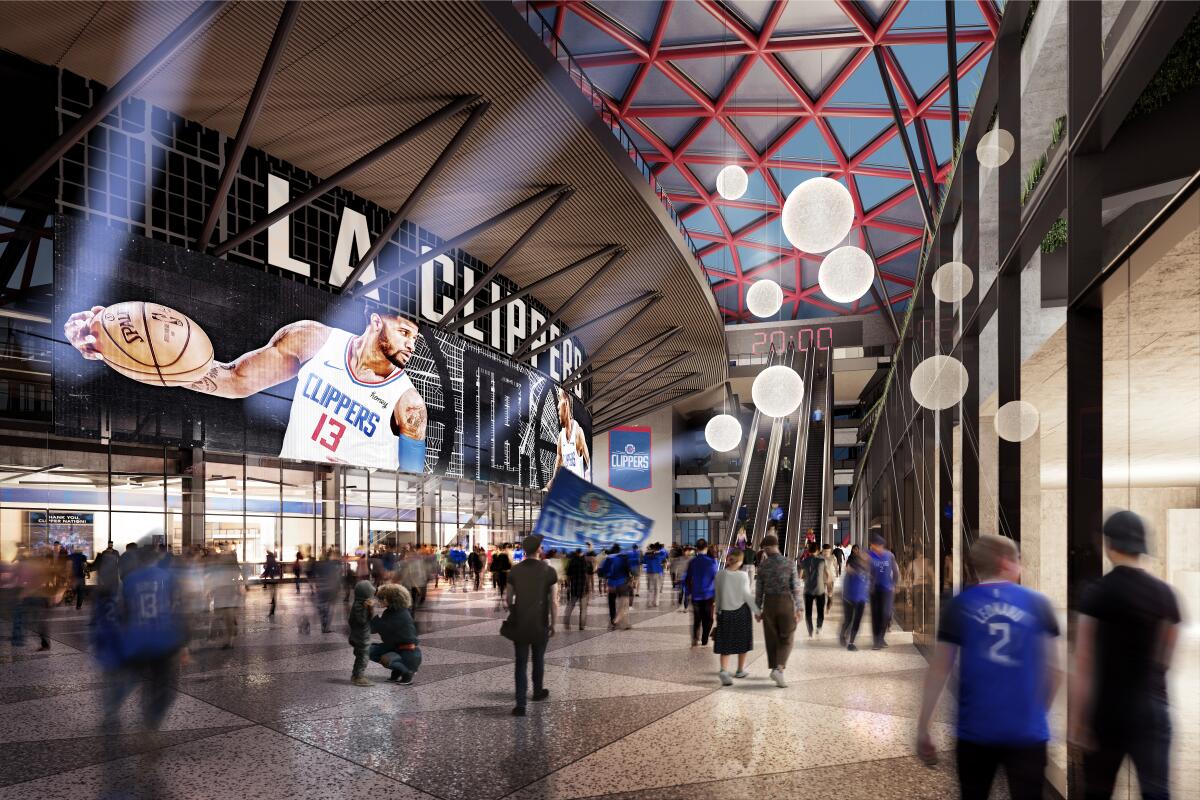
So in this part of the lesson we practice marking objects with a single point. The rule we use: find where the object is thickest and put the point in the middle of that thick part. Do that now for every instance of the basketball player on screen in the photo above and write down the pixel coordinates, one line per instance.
(573, 445)
(346, 388)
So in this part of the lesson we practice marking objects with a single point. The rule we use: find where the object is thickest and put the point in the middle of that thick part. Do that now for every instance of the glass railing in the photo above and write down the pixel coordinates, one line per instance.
(600, 102)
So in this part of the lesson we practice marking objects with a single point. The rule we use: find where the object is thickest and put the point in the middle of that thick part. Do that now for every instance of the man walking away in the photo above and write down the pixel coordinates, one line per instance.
(778, 596)
(579, 585)
(815, 570)
(699, 584)
(654, 561)
(532, 603)
(1000, 632)
(885, 575)
(1128, 626)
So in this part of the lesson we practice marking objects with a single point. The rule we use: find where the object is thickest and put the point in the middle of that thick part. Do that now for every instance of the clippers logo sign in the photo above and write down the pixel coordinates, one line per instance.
(629, 458)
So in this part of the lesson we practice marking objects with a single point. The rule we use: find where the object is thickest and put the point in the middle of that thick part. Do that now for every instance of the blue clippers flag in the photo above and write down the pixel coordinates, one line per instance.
(629, 458)
(577, 512)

+ + + +

**OBJECTIVE**
Copy all of the data above again, word for word, but leave out the pictures.

**RESULT FOR THIS EXERCISE**
So in this part of the lesson we practice marking objects with a single point. The rule we use: find where the object is thickest and put the point in the middle of that thick part. Do that now for every instance of the basketball player on screen in the photo above and write down the pixel coordinates, one line per instance.
(573, 445)
(346, 388)
So in this part of the lesson we practice marking objects with a single point. The rule we use: find where the object is thickest and put the point in the middle of that thick part. Do that now for every instance of the glass railing in the photo above and write down the pixel coordinates, one line per instance.
(600, 102)
So in this part of the lesson we practice marking objects with a single point. The rule we use: find where the object is thickest and put the point in the middle of that thick part. Do that now for every instance of the man walking away in the photo above and write down the pixel coordinates, one line per instance.
(778, 596)
(579, 585)
(815, 570)
(699, 584)
(654, 561)
(532, 603)
(1000, 632)
(885, 575)
(1128, 626)
So in this part of the lesson we practice marking objects with a single point. The rule we use: find where the object is thickest and put the point in the middle of that thick part. Do that now for every instance of the clippers logo sign in the photo above and write down the pixel coordinates, one line per instance.
(629, 458)
So in this part of the lesson we practice marking objects with a single point. The rule we use: find where the object is thickest and put the point in the middle of that thick part. Do that now for every instance of the blue clippers flag in the photo above and write down the pixel coordinates, one line per instance.
(629, 458)
(577, 512)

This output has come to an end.